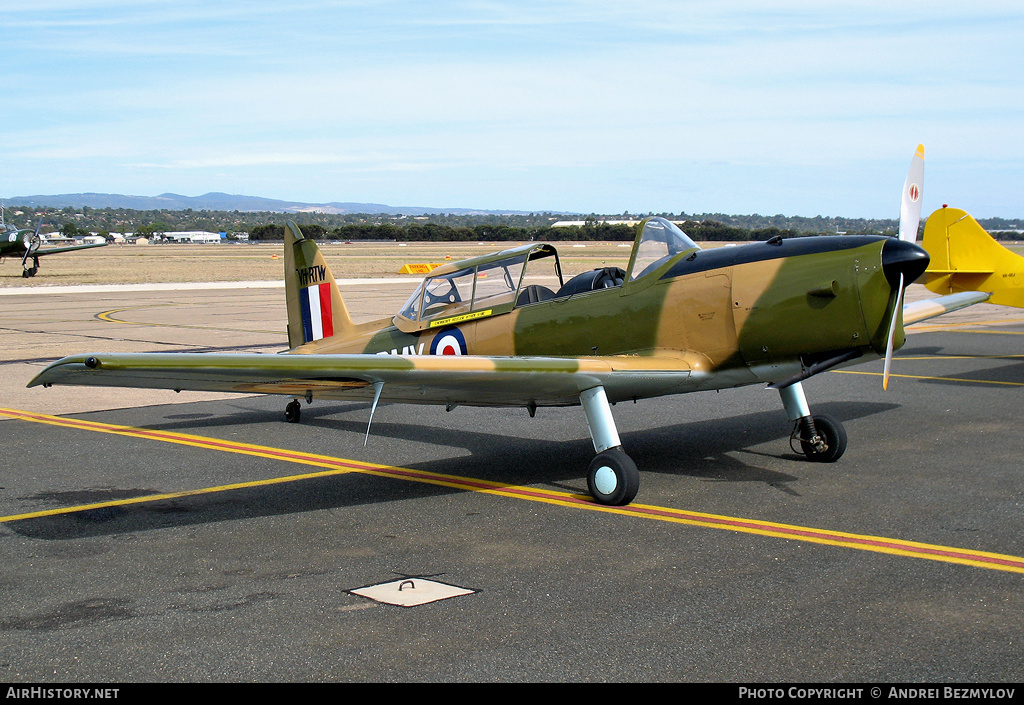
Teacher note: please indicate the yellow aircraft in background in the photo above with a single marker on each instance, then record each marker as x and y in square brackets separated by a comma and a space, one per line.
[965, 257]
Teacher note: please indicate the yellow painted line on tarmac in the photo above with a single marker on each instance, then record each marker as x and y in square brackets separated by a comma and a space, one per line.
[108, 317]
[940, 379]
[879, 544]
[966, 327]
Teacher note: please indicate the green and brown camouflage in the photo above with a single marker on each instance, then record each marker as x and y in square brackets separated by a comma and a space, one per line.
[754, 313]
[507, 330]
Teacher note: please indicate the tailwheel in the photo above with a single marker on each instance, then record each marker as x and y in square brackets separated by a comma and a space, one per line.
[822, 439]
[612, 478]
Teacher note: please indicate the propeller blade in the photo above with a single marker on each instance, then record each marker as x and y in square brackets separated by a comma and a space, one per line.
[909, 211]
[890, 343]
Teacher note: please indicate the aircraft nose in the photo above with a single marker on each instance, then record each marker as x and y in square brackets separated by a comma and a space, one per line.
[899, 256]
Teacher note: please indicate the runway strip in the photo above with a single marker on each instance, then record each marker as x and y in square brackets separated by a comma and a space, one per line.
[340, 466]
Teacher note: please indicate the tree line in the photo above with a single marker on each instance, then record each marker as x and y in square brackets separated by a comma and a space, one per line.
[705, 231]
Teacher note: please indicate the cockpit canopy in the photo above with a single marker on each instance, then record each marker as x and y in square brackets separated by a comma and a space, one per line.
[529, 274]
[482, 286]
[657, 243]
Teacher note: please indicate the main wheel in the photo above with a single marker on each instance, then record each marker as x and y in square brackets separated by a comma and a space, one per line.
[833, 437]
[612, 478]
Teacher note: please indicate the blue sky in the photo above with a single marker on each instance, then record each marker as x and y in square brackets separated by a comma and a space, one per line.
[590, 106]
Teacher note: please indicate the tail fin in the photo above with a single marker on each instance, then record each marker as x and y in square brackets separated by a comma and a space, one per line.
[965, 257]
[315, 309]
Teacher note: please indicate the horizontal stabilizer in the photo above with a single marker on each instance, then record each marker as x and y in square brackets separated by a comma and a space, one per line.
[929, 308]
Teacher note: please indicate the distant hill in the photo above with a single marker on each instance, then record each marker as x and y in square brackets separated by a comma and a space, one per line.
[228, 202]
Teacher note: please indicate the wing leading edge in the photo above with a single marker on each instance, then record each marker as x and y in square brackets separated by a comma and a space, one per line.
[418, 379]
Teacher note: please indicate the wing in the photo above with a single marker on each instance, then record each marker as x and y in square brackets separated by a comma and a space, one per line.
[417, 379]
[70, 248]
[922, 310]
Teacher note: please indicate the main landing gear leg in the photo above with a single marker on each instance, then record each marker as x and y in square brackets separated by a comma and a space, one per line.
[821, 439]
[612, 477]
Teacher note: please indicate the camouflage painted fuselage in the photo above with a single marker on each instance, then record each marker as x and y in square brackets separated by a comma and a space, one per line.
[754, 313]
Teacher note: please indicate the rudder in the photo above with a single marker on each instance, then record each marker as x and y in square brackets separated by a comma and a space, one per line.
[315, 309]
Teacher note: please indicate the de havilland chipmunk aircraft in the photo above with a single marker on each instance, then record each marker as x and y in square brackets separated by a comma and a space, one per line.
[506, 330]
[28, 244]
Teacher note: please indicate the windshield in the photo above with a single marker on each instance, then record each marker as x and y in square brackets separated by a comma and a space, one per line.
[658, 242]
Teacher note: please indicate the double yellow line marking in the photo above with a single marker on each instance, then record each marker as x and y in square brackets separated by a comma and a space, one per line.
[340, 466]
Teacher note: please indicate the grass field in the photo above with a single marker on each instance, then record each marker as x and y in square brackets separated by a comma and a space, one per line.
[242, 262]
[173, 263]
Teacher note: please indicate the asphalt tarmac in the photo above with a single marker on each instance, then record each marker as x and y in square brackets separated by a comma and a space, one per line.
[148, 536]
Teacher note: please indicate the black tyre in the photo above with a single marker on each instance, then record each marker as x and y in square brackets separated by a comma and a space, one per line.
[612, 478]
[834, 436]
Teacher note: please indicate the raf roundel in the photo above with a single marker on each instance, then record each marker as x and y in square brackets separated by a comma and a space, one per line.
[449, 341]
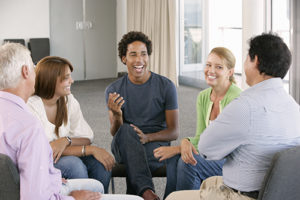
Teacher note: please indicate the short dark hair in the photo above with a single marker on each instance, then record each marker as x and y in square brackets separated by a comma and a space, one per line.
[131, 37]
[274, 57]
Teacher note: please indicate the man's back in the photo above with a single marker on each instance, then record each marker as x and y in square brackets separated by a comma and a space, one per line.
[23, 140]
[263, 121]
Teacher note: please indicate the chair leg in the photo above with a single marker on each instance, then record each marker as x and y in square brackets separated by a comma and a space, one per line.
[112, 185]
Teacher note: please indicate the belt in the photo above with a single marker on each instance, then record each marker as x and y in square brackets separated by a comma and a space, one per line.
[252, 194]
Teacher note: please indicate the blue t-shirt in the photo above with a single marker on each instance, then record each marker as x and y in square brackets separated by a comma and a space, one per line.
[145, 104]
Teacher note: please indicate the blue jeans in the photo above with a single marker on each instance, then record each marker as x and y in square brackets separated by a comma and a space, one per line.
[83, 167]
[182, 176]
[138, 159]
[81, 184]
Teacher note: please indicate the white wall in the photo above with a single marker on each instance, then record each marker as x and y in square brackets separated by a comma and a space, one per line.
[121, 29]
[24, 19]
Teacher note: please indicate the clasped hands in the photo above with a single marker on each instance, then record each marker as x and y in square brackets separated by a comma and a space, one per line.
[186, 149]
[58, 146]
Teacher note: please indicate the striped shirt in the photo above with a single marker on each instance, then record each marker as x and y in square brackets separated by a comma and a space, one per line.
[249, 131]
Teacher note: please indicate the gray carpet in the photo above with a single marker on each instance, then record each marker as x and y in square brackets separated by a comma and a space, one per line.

__WORK INSTRUCTIONS__
Reproduce the material word for word, beginning at the line that contains "Teacher note: please indicate the blue jeans" and stopping after the last line of the material.

__SOLVED PROBLEM__
Teacher note: please indicate the blue jeans in the photo above with a single marker on each instance, then record each marker as x and y in square brackets separated by a comma and a space, one per line.
[83, 167]
[182, 176]
[138, 159]
[81, 184]
Teacher note: please indicate the white wall in the photo above with a single marker on each instance, then record each marker as x and y in square brackets separated by a comma and a space, one per line.
[121, 29]
[24, 19]
Teacher note: please indicate the clasped hands in the photo above with a single marker on each instance, then record each marker as x and y in square brackets separated by a comma and a space, one per line.
[186, 149]
[58, 146]
Teacher note: please indicate the striped shirt in the photo above with a single marker on each instance, then record each marker as x and y in square brackets separated by a comma and a space, one per line.
[249, 131]
Teacher note: please indicate the gray carpet in the photo above with a single marker on each instance, then record each marker as x and y in square brackets separated by a comma and a space, one per line.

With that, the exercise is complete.